▸ Provided text
--

Components of Human Skeleton: Human skeleton is composed of three main components; Bones, Associated cartilages and Joints.


Bone is a tough and rigid form of connective tissue. It is the weight bearing organ of human body and it is responsible for almost all strength of human skeleton.


Cartilage is also a form of connective tissue but is not as tough and rigid as bone. The main difference in the cartilage and bone is the mineralization factor. Bones are highly mineralized with calcium salts while cartilages are not.


Joints are important components of human skeleton because they make the human skeleton mobile. A joint occurs between “two or more bones”, “bone and cartilage” and “cartilage and cartilage”.

Divisions of Human Skeleton:

Human skeleton can be divided into two divisions.

Axial Skeleton:

Axial skeleton forms the axis of human body. It consists of Skull, vertebral column and thoracic cage.

  • Skull: Skull is that part of human skeleton that forms the bony framework of the head. It consists of 22 different bones that are divided into two groups: bones of cranium and bones of face.

--

▸ Exercise data

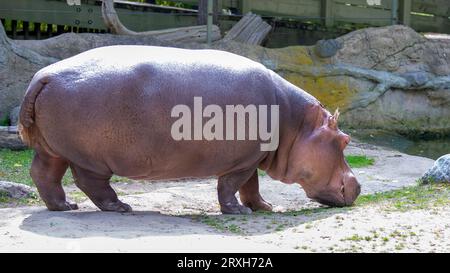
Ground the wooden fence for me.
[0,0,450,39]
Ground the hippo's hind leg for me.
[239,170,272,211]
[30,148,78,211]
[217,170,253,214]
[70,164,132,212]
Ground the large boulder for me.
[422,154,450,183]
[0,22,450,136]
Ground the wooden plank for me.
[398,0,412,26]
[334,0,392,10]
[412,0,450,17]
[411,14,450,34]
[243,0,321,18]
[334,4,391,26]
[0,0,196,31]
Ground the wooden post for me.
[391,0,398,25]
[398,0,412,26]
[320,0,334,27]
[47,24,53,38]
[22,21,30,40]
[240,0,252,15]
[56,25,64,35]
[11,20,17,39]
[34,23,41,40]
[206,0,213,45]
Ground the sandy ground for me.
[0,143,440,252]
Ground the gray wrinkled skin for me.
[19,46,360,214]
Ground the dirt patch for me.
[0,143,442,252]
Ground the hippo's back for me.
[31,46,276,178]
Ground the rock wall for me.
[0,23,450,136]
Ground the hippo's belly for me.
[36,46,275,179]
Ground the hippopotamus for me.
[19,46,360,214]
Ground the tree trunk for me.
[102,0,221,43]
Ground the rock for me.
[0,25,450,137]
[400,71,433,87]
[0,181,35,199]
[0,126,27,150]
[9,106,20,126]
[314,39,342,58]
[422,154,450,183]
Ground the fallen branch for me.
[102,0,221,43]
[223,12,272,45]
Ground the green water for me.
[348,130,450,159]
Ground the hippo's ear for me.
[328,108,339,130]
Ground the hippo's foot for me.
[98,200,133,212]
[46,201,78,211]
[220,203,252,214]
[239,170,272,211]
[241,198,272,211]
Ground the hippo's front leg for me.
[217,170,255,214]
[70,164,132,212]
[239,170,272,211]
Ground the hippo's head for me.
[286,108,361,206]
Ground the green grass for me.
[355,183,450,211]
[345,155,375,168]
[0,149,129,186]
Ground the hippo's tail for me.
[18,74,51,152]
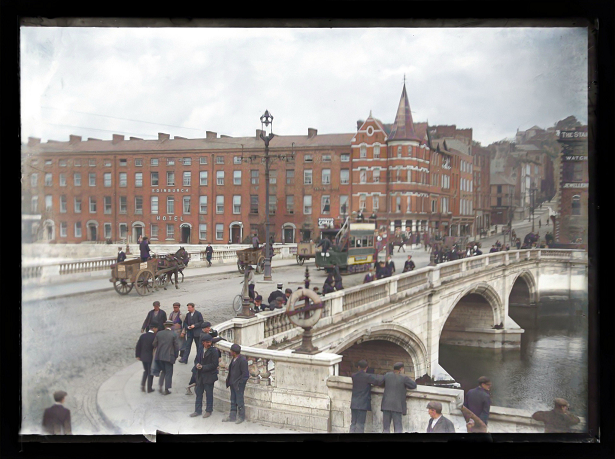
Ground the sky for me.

--

▸ What to work on
A - Answer these from the text on the human skeleton:
(i) What are the three main components of the human skeleton?
(ii) What is the main difference between cartilage and bone?
(iii) How many different bones make up the skull?
B - Does each statement agree with the text on the human skeleton? Answer yes or no, and quote the words that decide it.
(i) Cartilage is as tough and rigid as bone.
(ii) Joints give the human skeleton its mobility.
(iii) The axial skeleton consists of the skull, the vertebral column and the pelvis.
C - Carry the text on the human skeleton forward, starting right after its final sentence.

▸ Solved problems
A -
(i) Bones, associated cartilages and joints.
(ii) The mineralization factor: bones are highly mineralized with calcium salts, while cartilages are not.
(iii) 22.

B -
(i) No: "is not as tough and rigid as bone"
(ii) Yes: "they make the human skeleton mobile"
(iii) No: "It consists of Skull, vertebral column and thoracic cage."

C -
  • Vertebral Column: It is a flexible column of vertebrae, connecting the trunk of human body to the skull and appendages. It is composed of 33 vertebrae which are divided into 5 regions: Cervical, Thoracic, Lumbar, Sacral, and Coccygeal.
  • Rib Cage: It is a bony cage enclosing vital human organs formed by the sternum and ribs. There are 12 pairs of ribs that are divided into three groups: True ribs, False ribs, and Floating ribs.

Axial SkeletonAppendicular Skeleton:

It is the skeleton of appendages of human body. It consists of Shoulder girdle, Skeleton of upper limb, Pelvic girdle and Skeleton of a lower limb.

  • Shoulder Girdle: It attaches the upper limb to body trunk and is formed by two bones: clavicle and scapula. The clavicle is a modified long bone and is subcutaneous throughout its position. It is also known as the beauty bone. The scapula is a pear-shaped flat bone that contains the glenoid fossa for the formation of the shoulder joint. It possesses three important processes: Spine of a scapula, Acromion process, and Coracoid process.
  • Skeleton of Upper limb: The skeleton of each upper limb consists of 30 bones. These bones are Humerus, Ulna, Radius, Carpals (8), Metacarpals (5), Phalanges (14).
  • Pelvic Girdle: There are two pelvic girdles (one for each lower limb) but unlike the pectoral girdles, they are joined with each other at symphysis pubis. Each pelvic girdle is a single bone in adults and is made up of three components: Ileum, Ischium, and Pubis.
  • Skeleton of the Lower limb: The skeleton of each lower limb consists of 30 bones. These bones are; Femur, Tibia, Patella, Tarsals (7), Metatarsals (5), Phalanges (14).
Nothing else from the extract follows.